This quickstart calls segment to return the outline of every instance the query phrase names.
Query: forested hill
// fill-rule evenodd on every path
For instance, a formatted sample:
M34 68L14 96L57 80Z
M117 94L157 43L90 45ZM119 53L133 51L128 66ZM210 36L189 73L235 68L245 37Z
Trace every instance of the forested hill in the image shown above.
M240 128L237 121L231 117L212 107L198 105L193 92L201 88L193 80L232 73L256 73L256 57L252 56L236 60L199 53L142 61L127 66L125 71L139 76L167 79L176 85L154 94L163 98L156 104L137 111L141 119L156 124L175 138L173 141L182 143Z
────────────────
-- Aim of the exercise --
Retype the entries verbatim, starting from their first line and ending with the line that contains "Trace every instance", that line included.

-- Response to this task --
This quickstart calls segment to return the outline of every instance the query phrase names.
Query: forested hill
// fill-rule evenodd on every path
For instance, a formatted sample:
M34 68L14 96L57 80Z
M117 94L157 43L90 45ZM119 53L133 51L128 66ZM210 36L189 73L235 68L245 37Z
Trace every instance of the forested hill in the image shown above.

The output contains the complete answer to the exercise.